Task requirements
(1) In the text on caring for a struggling apple tree, why should the tree be watered at night?
(2) Retype the passage of the apple tree text from "We’ve gathered the" to "on the tree.".
(3) Extend the text on diagnosing a sick apple tree, picking up after its last sentence.

Growing your own apples is an experience everyone should have. That crunch of an apple you’ve picked from your own yard is like nothing else. Like many plants and trees, your apple tree is susceptible to illness and disease. It may lose all of its leaves, or it may simply stop producing leaves.
Learning how to best care for your in-distress tree can help to keep it healthy for years to come. But just where do you start? How do you figure out what’s wrong with a tree?
The good news is that you don’t need an advanced degree. Learning what’s wrong with a tree or any plant is basic science and good common sense.
We’ve gathered the five approaches you can take to determine what is wrong with your tree.
Your apple tree may just be old. While apple trees can live for decades, ones that didn’t get a healthy start to life may not fare as well. If the tree simply seems to be old, it may be time to have it removed.
Is there any new growth on the tree? When last did you see growth from the tree?
If it has been a year or two since the tree has grown, shown new life or had leaves, then it might be time to call it on the tree.
While no one likes to lose a tree, removing an old, dead tree will make way for a new tree. You’ll be able to plant another apple tree, or perhaps a plum. New starts can be wonderful, particularly when it comes to gardening.
Even the strongest of trees can suffer from root disruption. Perhaps you have dug around the garden and damaged the roots? Perhaps a utility company has dug and damaged the roots? Root damage is not always reversible. Determine the extent of the damage to the roots. If it is minor, then you may be able to treat the tree.
Ensure that there is plenty of loose soil around the roots. Add a diluted fertilizer product and ensure that the tree is well watered. You may not see results until next spring, but don’t despair. If the tree is allowed to recover, it will.
If the damage is too extensive, you may need to remove the tree.
It’s relatively easy to check on the health of your tree’s roots. This is a quick step you can take when diagnosing your tree. Healthy roots are essential for any plant or tree. Keeping an eye on your tree’s roots can assure you of a tree that lasts for many more years.
The water needs of your tree can change with the seasons. A tree that is not getting enough water will lose its leaves. During the summer months, the roots may dry out. You may want to water the tree a bit at night. Waiting until night will ensure that the water goes to the roots and doesn’t evaporate.

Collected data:
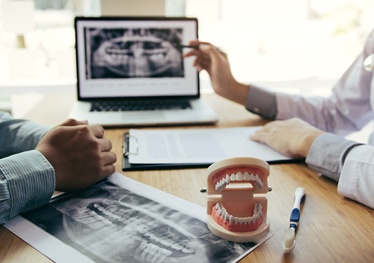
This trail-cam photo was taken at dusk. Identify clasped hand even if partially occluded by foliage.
[35,119,117,192]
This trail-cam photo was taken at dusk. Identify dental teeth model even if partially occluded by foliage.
[207,157,269,242]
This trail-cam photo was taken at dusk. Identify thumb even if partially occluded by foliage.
[59,119,88,126]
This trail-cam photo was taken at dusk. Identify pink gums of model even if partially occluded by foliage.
[207,157,269,242]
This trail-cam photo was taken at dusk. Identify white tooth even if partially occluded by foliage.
[219,178,225,186]
[226,174,230,184]
[230,174,236,181]
[236,172,243,181]
[244,172,250,181]
[170,243,183,250]
[217,208,222,216]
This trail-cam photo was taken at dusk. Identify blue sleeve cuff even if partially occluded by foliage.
[0,150,55,223]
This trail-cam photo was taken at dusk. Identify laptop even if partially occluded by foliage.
[69,17,218,127]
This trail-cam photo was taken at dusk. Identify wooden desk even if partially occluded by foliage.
[0,94,374,263]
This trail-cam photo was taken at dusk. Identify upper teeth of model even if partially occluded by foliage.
[215,172,264,191]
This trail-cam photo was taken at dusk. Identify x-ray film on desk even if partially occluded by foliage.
[5,173,270,263]
[70,17,218,126]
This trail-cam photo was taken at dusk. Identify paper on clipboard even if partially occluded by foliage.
[127,127,292,164]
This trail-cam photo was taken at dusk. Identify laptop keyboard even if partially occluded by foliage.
[90,99,191,112]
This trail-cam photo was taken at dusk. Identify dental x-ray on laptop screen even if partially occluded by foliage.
[69,17,218,126]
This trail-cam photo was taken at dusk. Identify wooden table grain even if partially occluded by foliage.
[0,94,374,263]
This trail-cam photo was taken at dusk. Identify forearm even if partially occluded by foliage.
[0,150,55,224]
[0,112,49,157]
[306,134,374,208]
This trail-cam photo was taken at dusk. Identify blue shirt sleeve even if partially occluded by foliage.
[0,112,55,224]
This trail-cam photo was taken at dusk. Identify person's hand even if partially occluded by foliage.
[251,118,324,158]
[35,119,117,192]
[184,40,248,105]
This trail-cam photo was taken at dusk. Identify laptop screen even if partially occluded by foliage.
[75,17,200,100]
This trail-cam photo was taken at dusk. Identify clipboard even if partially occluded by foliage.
[122,132,212,171]
[122,132,305,171]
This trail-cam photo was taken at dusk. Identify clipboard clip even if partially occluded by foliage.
[122,132,139,158]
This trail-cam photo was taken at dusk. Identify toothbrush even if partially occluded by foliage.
[283,187,305,253]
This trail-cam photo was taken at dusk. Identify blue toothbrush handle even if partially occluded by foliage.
[290,208,300,230]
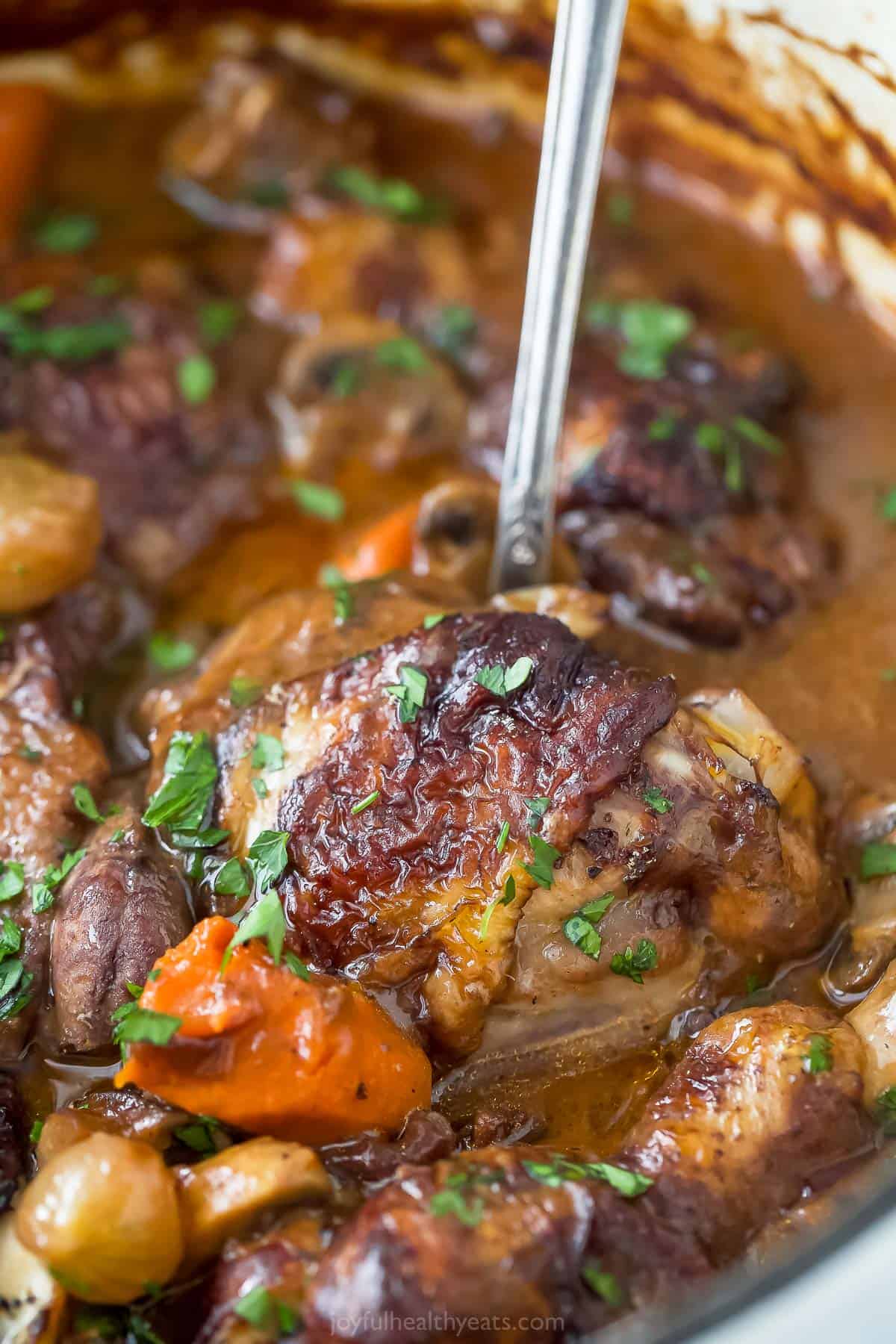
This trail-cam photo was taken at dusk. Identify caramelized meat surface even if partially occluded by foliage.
[0,265,269,585]
[217,613,674,1048]
[308,1004,871,1341]
[0,585,111,1060]
[50,806,190,1054]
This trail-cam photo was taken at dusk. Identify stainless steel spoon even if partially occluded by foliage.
[491,0,627,593]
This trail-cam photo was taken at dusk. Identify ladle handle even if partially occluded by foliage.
[491,0,627,593]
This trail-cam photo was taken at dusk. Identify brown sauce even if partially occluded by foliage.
[10,73,896,1172]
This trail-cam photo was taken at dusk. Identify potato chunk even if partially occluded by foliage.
[0,447,102,612]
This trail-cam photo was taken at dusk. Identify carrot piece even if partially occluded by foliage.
[0,84,54,247]
[116,915,432,1144]
[336,500,420,582]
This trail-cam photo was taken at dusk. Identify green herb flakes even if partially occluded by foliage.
[430,1189,485,1227]
[385,662,429,723]
[610,938,659,985]
[228,676,264,709]
[0,859,25,900]
[212,859,251,897]
[644,785,672,816]
[31,211,99,252]
[859,841,896,881]
[143,732,217,839]
[523,833,560,890]
[111,1003,183,1045]
[563,891,615,961]
[146,630,196,672]
[177,355,217,406]
[251,732,286,770]
[802,1032,834,1074]
[234,1284,298,1336]
[476,657,535,697]
[290,481,345,523]
[199,299,243,346]
[351,789,380,817]
[220,887,286,976]
[249,830,289,891]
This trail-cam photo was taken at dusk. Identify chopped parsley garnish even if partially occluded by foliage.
[476,657,535,696]
[430,1189,485,1227]
[607,191,634,228]
[351,789,380,817]
[582,1260,625,1307]
[731,415,785,457]
[199,299,243,346]
[644,785,672,815]
[291,949,311,980]
[212,859,251,897]
[146,630,196,672]
[326,355,364,400]
[71,783,106,821]
[802,1032,834,1074]
[31,211,99,252]
[523,1154,653,1199]
[320,564,355,625]
[523,794,551,825]
[219,889,286,976]
[31,882,55,915]
[859,841,896,880]
[610,938,659,985]
[429,304,479,359]
[479,872,516,942]
[563,891,615,961]
[4,317,131,364]
[290,481,345,523]
[325,164,446,223]
[4,285,57,313]
[373,336,430,373]
[585,299,694,380]
[111,1003,183,1045]
[143,732,217,843]
[31,850,87,915]
[385,662,429,723]
[249,830,289,891]
[647,411,679,440]
[0,915,22,961]
[251,732,286,770]
[523,833,560,890]
[0,859,25,900]
[874,1087,896,1134]
[175,1116,220,1154]
[234,1284,298,1336]
[0,957,34,1021]
[228,676,264,709]
[177,355,217,406]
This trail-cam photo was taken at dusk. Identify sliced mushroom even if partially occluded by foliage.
[178,1139,332,1265]
[411,476,579,597]
[271,317,466,479]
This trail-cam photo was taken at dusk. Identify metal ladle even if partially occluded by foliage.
[491,0,627,593]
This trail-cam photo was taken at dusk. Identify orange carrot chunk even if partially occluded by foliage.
[116,915,432,1144]
[0,84,52,247]
[336,500,420,583]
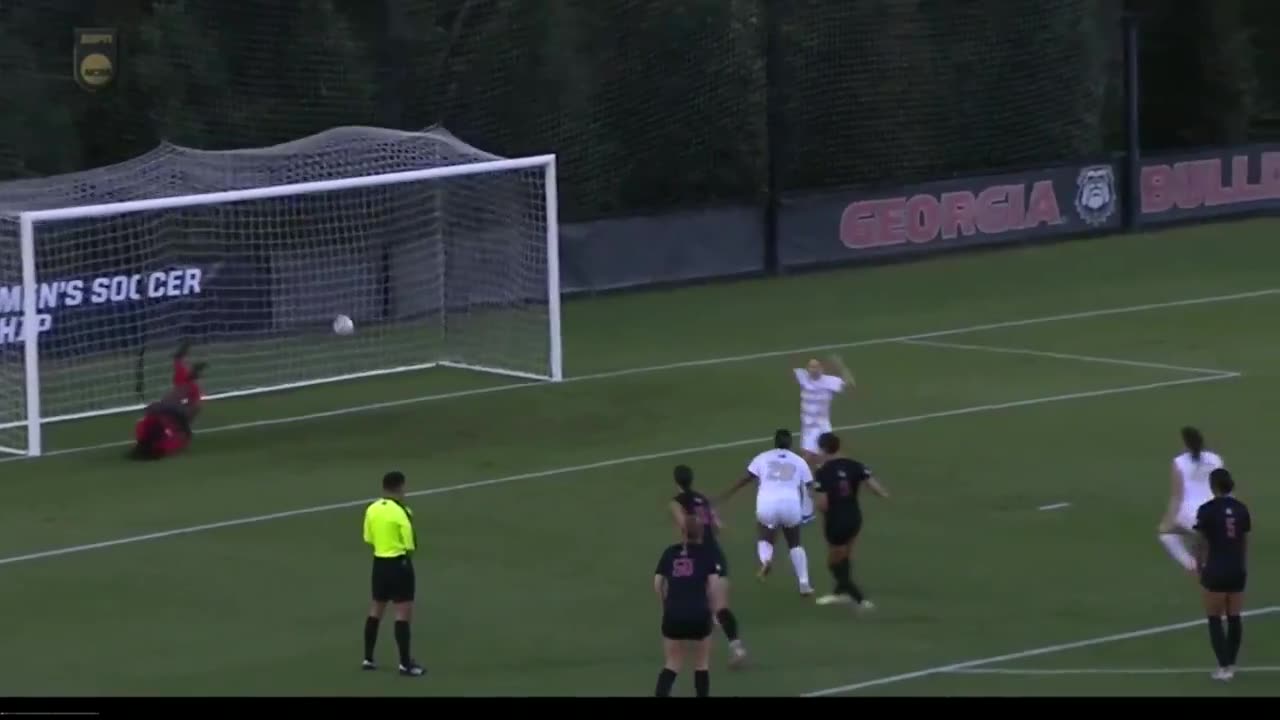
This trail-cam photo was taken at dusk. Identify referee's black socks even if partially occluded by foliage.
[396,620,413,667]
[365,615,380,662]
[653,667,676,697]
[1208,615,1231,667]
[831,557,864,602]
[1226,615,1244,667]
[694,670,712,697]
[716,607,737,642]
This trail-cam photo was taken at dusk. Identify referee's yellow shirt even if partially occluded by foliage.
[365,497,417,557]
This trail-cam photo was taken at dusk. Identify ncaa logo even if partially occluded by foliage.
[1075,165,1116,227]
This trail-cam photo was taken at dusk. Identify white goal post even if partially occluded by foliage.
[0,128,563,456]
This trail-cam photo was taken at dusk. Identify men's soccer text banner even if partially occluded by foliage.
[0,268,201,345]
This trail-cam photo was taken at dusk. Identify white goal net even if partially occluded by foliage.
[0,127,562,455]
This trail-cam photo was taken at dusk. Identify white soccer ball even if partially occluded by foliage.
[333,315,356,336]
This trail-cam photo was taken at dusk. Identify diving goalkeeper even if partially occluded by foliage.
[129,342,205,460]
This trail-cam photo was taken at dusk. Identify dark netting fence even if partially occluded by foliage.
[0,0,1280,220]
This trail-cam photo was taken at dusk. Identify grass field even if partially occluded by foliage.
[0,222,1280,696]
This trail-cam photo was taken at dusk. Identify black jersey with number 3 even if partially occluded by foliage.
[1196,495,1253,575]
[817,457,872,518]
[654,543,719,618]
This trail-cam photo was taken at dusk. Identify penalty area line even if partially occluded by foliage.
[946,665,1280,676]
[0,375,1231,565]
[800,605,1280,697]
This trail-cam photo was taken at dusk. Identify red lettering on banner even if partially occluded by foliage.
[1139,152,1280,215]
[840,179,1066,250]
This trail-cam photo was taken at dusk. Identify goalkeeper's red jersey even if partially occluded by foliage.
[133,413,189,456]
[173,360,204,402]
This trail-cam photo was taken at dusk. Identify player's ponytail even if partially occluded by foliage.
[1181,427,1204,462]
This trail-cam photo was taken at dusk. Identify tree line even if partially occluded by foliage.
[0,0,1280,219]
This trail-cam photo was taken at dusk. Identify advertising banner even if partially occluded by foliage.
[778,164,1121,266]
[1138,145,1280,224]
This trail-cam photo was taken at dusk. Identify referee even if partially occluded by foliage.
[362,471,426,678]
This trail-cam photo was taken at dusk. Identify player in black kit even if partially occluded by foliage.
[671,465,746,667]
[1196,468,1253,680]
[653,518,721,697]
[814,433,888,610]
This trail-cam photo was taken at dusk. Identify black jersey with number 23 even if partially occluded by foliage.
[1196,496,1253,592]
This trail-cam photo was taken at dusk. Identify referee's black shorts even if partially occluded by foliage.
[662,610,712,641]
[371,555,416,602]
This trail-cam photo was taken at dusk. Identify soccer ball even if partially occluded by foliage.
[333,315,356,334]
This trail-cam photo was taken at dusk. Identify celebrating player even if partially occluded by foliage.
[1196,468,1253,680]
[129,391,191,460]
[723,430,813,596]
[173,340,206,420]
[815,433,888,610]
[792,355,855,523]
[653,516,721,697]
[1158,428,1222,573]
[671,465,746,667]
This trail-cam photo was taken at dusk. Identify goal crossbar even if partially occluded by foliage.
[0,154,563,456]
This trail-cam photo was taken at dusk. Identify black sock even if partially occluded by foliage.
[1226,615,1244,666]
[1208,615,1230,667]
[396,620,413,667]
[694,670,712,697]
[831,557,865,602]
[365,616,381,662]
[654,667,676,697]
[716,607,737,642]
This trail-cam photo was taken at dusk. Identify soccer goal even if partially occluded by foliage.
[0,128,563,456]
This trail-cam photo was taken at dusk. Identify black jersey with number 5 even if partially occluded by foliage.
[1196,496,1253,574]
[654,543,719,618]
[817,457,872,516]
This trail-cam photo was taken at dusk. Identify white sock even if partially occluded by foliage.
[1160,533,1196,570]
[755,541,773,565]
[791,547,809,588]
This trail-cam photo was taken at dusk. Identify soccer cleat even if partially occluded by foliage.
[401,662,426,678]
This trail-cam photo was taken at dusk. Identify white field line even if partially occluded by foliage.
[0,366,1233,565]
[801,605,1280,697]
[0,287,1280,462]
[948,665,1280,675]
[902,340,1240,375]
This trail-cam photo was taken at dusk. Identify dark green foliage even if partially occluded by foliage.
[0,0,1280,219]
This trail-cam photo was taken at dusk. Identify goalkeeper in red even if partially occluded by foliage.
[129,342,205,460]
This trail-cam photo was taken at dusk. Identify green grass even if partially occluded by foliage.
[0,222,1280,696]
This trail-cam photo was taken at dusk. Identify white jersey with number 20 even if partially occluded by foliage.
[746,450,813,528]
[1174,450,1222,530]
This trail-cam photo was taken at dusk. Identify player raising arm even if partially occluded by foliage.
[792,355,855,523]
[815,433,888,610]
[1158,428,1224,573]
[722,430,813,596]
[173,340,207,419]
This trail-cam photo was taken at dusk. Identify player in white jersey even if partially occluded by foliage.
[1158,428,1224,573]
[792,355,855,523]
[722,430,813,596]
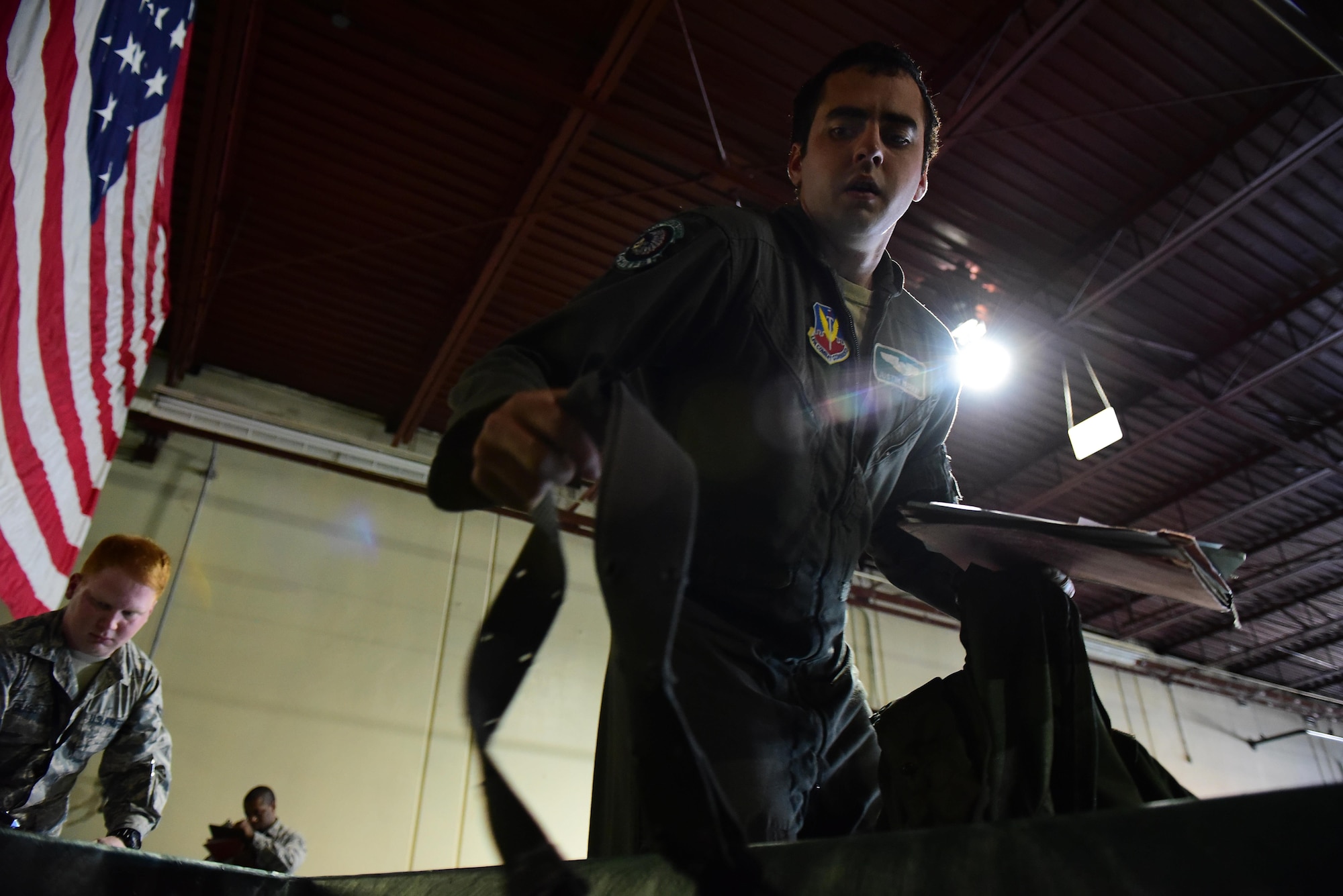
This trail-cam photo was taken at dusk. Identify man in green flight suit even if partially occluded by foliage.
[430,43,959,856]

Activity answers
(1) So the water goes to the roots and doesn't evaporate.

(2)
We’ve gathered the five approaches you can take to determine what is wrong with your tree.
Your apple tree may just be old. While apple trees can live for decades, ones that didn’t get a healthy start to life may not fare as well. If the tree simply seems to be old, it may be time to have it removed.
Is there any new growth on the tree? When last did you see growth from the tree?
If it has been a year or two since the tree has grown, shown new life or had leaves, then it might be time to call it on the tree.

(3)
A tree full of fruit will definitely need more water. So be mindful of the season and how much fruit the tree is growing.
For something easy and quick, watering your tree can quickly resolve the issue for you.
There are several fungal diseases that can have an impact on apples. These could include powdery mildew, oak root fungus, apple scab, and sappy bark. Examining the tree and learning to identify the fungal infections it may have can help you learn how to treat it.
These infections can take hold of the tree and lead to leaves falling off. Apple scab, in particular, can cause significant damage to an apple tree. It may take a growing season or two for the tree to fully recover.
Keep in mind that if you have more than one apple tree, you will need to treat them all.
Fungal infections can be severe, but they can also be readily resolved. The important thing is to find the infection early enough so that treatment works.
You shouldn’t panic when a tree has shed all of its leaves. Some trees, particularly deciduous trees, do this on a seasonal basis to conserve resources. Some plants lose all their leaves to protect themselves from pests or harsh weather.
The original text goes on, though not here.